GOAL
Format the material below as a JSON list of strings with one string per line, skipping blank lines and leaving out the pictures.
-- BEGIN --
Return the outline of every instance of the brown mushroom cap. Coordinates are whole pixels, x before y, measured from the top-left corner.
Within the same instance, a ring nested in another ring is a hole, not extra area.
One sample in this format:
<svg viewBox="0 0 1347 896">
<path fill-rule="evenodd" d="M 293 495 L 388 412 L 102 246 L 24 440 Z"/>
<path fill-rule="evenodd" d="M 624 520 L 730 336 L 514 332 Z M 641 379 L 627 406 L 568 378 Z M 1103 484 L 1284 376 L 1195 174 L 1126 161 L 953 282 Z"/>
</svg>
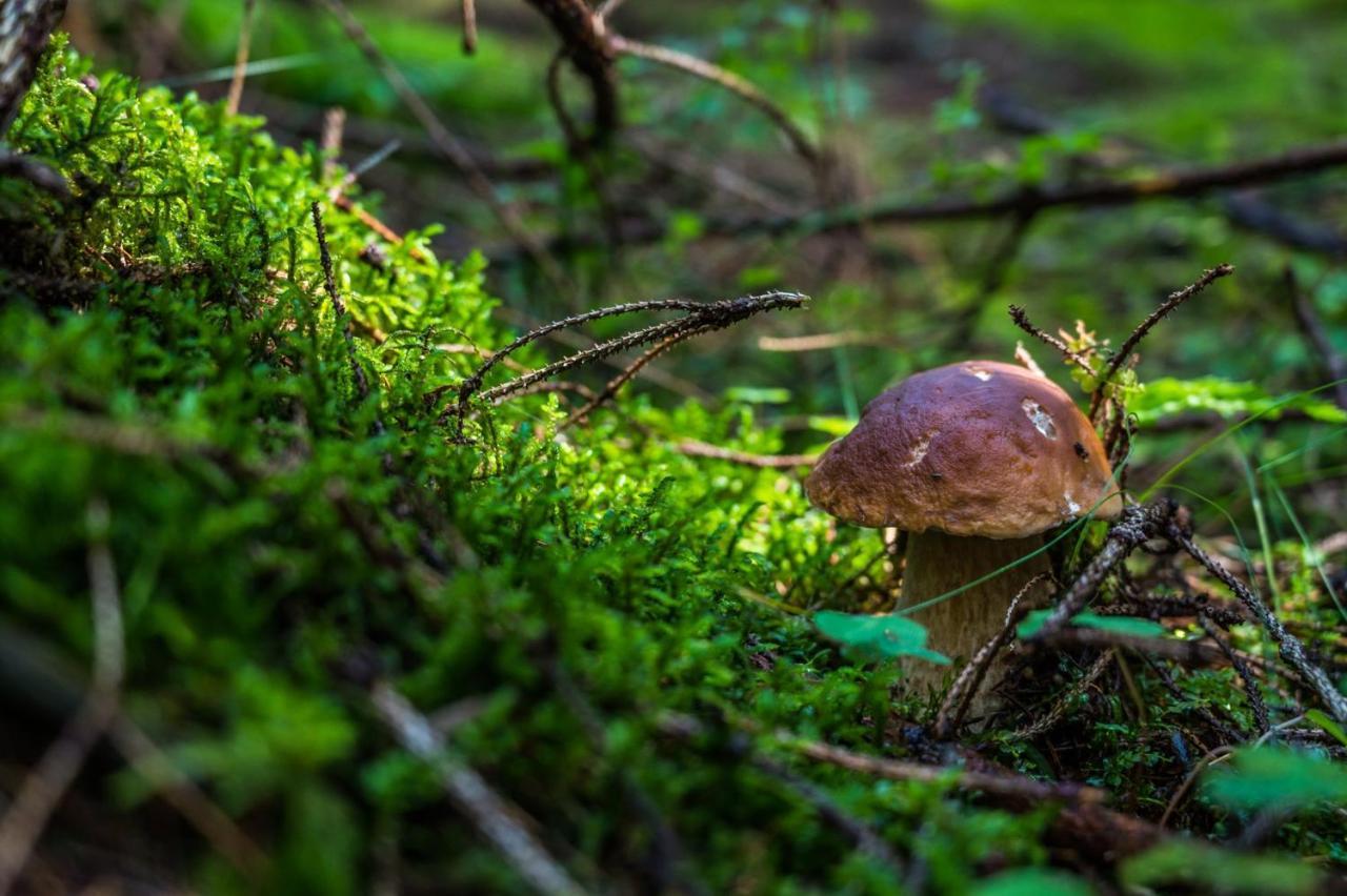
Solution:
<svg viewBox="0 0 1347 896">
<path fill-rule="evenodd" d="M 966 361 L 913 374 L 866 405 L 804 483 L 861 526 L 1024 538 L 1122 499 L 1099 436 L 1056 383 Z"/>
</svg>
-- END --
RESPONSE TO THIS TASK
[
  "Return the outline of every instance of the brown mushroom cap. Coordinates are whole pixels, x before y, measured from the top-left corner.",
  "Within the same instance, a ring nested in another ring is a hole, not extra area.",
  "One sample in this format:",
  "<svg viewBox=\"0 0 1347 896\">",
  "<path fill-rule=\"evenodd\" d=\"M 293 495 L 388 412 L 102 246 L 24 440 Z\"/>",
  "<path fill-rule=\"evenodd\" d=\"M 624 520 L 730 336 L 514 332 Z M 641 379 L 627 406 L 568 378 Z M 1103 484 L 1284 376 L 1195 174 L 1126 161 L 953 282 Z\"/>",
  "</svg>",
  "Solution:",
  "<svg viewBox=\"0 0 1347 896\">",
  "<path fill-rule=\"evenodd\" d=\"M 966 361 L 913 374 L 866 405 L 804 483 L 861 526 L 1024 538 L 1122 499 L 1099 436 L 1056 383 Z\"/>",
  "</svg>"
]